Stored records
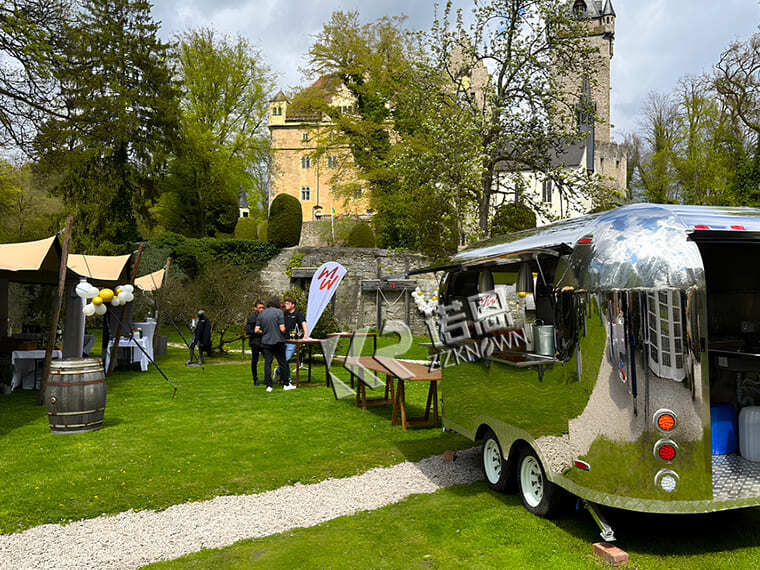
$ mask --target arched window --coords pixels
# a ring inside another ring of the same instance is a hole
[[[588,7],[583,0],[575,0],[575,4],[573,4],[573,14],[576,16],[585,16],[587,8]]]
[[[311,168],[311,158],[309,158],[308,156],[302,156],[301,168]]]

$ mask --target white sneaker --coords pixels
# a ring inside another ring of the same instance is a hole
[[[282,387],[283,390],[295,390],[296,385],[295,384],[287,384],[286,386]]]
[[[272,391],[272,387],[271,386],[267,386],[267,392],[271,392],[271,391]]]

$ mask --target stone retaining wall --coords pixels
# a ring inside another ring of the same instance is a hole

AIM OF THE EXERCISE. Please find, in the entries above, every line where "pixels" occurs, and copy it.

SOLUTION TO THE PROBLEM.
$ mask --target arched window --coords pixels
$ mask --target white sneaker --coords pixels
$ mask --target stone retaining wall --coords pixels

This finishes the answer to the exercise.